## Excerpted text
Microsoft Fabric: Another Hype or the next golden standard of Data analytics & Machine Learning

Published in

Sogeti Data | Netherlands

9 min readDec 5, 2023

Microsoft has been one of the industry leaders in the field of integrated data-solutions with Azure Synapse Analytics, Azure Machine Learning Studio, Data Factory and fully managed Databricks integration. Now they are offering a new service named Microsoft Fabric. Microsoft Fabric is a Software as a Service offering that comes with a long-term vision where they strive to simplify the whole lifecycle management of any data-centric software development project. It uses a Lake centric approach which stores all data at one place. This aims to solve the data integration problem that coexist with the variety of available tools available these days! They envision bringing infrastructural simplicity, and therefore, finding the most value out of all the available data.

In our blog series last year, we talked about divergent phases involved in the lifecycle management of MLOps projects. Microsoft Fabric aims to simplify the most crucial phases involved, like Continuous Integration & development (CI-CD), Monitoring, and Real-time analytics with PowerBI.

In this blog we will be exploring how well Fabric features and personas support Data Science and AI/ML use-cases? We will provide you with a sneak-peak into some of the new features that Microsoft Fabric offers.

To assess the different features and personas of Microsoft Fabric we chose a nice and exciting use case in which we could test the capabilities of Fabric end-to-end, thus from data ingestion up-to performing Machine Learning prediction. In the process, the data would be accessed, processed and analyzed by different data experts such as data engineers and data scientists. The end goal of the project will be to train a model that can predict the price per night of an Airbnb listing based on its’ characteristics.

## Recorded data
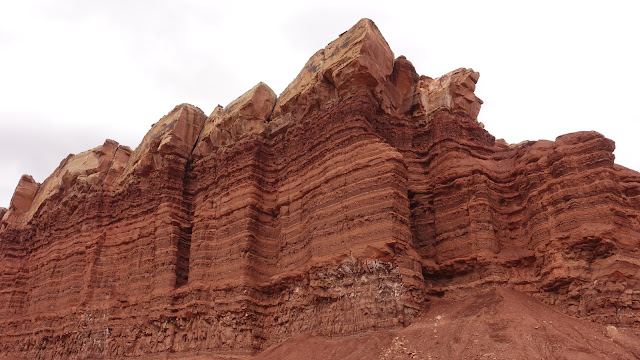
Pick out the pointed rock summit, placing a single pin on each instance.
(364, 205)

## Exercise description
Copy the Microsoft Fabric article word for word, starting at "Published in" and ending at "the available data.". The material has no connection to the text.

## Task result
Published in

Sogeti Data | Netherlands

9 min readDec 5, 2023

Microsoft has been one of the industry leaders in the field of integrated data-solutions with Azure Synapse Analytics, Azure Machine Learning Studio, Data Factory and fully managed Databricks integration. Now they are offering a new service named Microsoft Fabric. Microsoft Fabric is a Software as a Service offering that comes with a long-term vision where they strive to simplify the whole lifecycle management of any data-centric software development project. It uses a Lake centric approach which stores all data at one place. This aims to solve the data integration problem that coexist with the variety of available tools available these days! They envision bringing infrastructural simplicity, and therefore, finding the most value out of all the available data.